WRITTEN TASK
Rescale the entries starting at the line containing "I'd appreciate your help finding the chrome taillight" and ending at the line containing "[0,130,92,394]": write out every line again with its wording unchanged, but multiply each bounding box coordinate by 2.35 and round it to a whole number, with halves rounded up.

** start of DATA SECTION **

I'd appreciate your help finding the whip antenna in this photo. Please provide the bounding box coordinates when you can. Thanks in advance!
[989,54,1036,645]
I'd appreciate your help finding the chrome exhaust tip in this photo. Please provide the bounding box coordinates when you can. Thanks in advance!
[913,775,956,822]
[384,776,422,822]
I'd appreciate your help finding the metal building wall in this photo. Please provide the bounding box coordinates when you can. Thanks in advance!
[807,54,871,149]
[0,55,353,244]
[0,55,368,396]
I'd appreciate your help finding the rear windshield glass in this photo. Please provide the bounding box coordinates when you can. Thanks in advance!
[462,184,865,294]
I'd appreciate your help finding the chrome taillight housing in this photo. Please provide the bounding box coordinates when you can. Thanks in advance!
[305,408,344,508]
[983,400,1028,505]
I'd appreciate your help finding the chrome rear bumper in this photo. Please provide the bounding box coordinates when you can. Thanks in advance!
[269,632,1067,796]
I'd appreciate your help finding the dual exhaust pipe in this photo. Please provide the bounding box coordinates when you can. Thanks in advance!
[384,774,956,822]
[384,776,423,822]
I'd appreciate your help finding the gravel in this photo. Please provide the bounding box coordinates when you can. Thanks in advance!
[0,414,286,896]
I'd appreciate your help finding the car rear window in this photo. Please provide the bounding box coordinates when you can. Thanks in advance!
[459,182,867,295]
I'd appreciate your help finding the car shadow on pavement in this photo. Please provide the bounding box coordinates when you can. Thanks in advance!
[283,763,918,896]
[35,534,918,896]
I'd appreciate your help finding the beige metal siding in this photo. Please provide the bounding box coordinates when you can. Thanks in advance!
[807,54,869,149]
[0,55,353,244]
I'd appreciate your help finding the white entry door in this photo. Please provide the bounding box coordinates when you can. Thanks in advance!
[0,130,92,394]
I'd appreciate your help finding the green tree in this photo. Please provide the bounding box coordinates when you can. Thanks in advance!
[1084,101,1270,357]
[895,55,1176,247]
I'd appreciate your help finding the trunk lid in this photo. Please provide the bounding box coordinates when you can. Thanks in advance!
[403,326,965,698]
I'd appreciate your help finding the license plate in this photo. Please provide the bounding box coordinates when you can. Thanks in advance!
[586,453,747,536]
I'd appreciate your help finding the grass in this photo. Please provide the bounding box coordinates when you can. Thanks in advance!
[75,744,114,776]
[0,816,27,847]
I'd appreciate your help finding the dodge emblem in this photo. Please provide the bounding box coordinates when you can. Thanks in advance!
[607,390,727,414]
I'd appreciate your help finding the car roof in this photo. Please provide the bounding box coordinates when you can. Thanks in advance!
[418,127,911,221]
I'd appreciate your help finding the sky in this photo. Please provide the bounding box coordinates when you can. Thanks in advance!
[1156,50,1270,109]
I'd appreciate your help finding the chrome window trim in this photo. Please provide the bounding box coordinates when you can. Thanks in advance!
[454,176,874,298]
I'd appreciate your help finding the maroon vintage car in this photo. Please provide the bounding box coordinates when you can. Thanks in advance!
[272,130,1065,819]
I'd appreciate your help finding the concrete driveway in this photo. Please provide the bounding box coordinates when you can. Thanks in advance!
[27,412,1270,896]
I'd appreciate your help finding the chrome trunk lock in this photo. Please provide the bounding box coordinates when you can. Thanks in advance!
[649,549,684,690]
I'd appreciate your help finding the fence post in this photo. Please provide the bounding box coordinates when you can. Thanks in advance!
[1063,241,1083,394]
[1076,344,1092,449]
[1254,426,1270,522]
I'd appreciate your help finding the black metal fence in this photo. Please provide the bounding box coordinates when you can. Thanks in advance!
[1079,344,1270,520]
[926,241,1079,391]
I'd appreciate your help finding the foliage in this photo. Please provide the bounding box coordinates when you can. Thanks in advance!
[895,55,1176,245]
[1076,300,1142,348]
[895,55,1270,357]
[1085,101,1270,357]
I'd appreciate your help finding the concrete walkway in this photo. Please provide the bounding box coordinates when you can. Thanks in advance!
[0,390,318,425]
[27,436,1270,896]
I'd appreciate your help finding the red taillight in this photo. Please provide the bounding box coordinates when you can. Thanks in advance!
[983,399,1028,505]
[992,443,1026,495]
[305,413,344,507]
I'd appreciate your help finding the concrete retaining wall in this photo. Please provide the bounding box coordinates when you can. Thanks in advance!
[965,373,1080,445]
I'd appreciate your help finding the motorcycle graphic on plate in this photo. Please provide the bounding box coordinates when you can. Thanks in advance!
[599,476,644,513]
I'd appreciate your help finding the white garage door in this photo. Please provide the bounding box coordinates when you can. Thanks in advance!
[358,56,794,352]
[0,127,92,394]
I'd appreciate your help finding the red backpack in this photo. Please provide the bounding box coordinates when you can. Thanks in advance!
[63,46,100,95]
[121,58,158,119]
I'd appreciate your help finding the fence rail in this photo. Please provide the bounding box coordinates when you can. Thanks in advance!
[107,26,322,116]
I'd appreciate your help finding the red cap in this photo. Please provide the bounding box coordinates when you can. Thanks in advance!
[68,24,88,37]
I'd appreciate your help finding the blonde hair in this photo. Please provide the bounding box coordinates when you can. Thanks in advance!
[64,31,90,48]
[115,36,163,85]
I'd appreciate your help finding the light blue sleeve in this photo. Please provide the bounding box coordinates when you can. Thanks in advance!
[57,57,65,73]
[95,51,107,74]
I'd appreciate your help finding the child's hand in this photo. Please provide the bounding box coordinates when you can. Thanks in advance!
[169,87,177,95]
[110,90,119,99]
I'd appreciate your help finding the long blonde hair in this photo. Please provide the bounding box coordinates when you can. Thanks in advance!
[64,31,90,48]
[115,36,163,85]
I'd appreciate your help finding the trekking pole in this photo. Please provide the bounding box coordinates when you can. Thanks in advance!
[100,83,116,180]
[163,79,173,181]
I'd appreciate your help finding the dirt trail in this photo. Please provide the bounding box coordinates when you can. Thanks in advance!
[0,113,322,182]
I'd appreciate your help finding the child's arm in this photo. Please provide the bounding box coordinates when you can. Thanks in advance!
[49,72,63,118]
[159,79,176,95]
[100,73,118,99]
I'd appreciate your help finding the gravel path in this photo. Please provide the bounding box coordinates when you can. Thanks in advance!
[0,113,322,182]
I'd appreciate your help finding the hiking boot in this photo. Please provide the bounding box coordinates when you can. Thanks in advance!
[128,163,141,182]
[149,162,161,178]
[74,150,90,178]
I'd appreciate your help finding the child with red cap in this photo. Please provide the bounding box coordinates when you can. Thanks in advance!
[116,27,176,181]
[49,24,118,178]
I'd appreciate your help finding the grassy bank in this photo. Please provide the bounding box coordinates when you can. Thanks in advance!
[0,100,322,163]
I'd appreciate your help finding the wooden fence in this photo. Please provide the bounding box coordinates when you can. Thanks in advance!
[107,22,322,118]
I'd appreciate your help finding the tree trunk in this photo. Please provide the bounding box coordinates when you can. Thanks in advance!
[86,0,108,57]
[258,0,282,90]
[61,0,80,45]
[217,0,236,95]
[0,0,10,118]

** end of DATA SECTION **

COMPLETE RESPONSE
I'd appreciate your help finding the chrome taillight housing in this photo. Please provide the bounding box coordinates when you can. Thanks in advance!
[717,959,808,1194]
[2310,940,2416,1187]
I'd appreciate your help finding the chrome rear bumper in this photo. Please provide the bounding box coordinates when you can. Thanks in advance!
[632,1485,2507,1871]
I'd appreciate your help finding the dual exhaust pipe in this photo. Please provide the bounding box coordinates when you can. Thanks in advance!
[902,1819,2247,1932]
[902,1824,994,1932]
I'd appreciate your help finding the gravel in this photo. Please provide the bounding box coordinates when you can. Thanks in advance!
[0,973,672,2106]
I'd appreciate your help finding the car rear window in this photo. Please provide the bounding box coordinates when you can. Thanks in advance!
[1079,428,2037,693]
I'd appreciate your help finding the car shadow on pavement in this photo. Please provide the bounding box coordinates when you can. Thanks in advance!
[665,1793,2157,2106]
[82,1255,2157,2106]
I'd appreciate your help finding the beige metal siding in this photo. Please provide the bounding box coordinates when you can. Thanks in advance!
[1896,127,2042,350]
[0,129,830,573]
I'd appreciate your help finding the white entry door in this photo. Please provide the bounding box coordinates when you can. Thanks in advance!
[0,306,216,926]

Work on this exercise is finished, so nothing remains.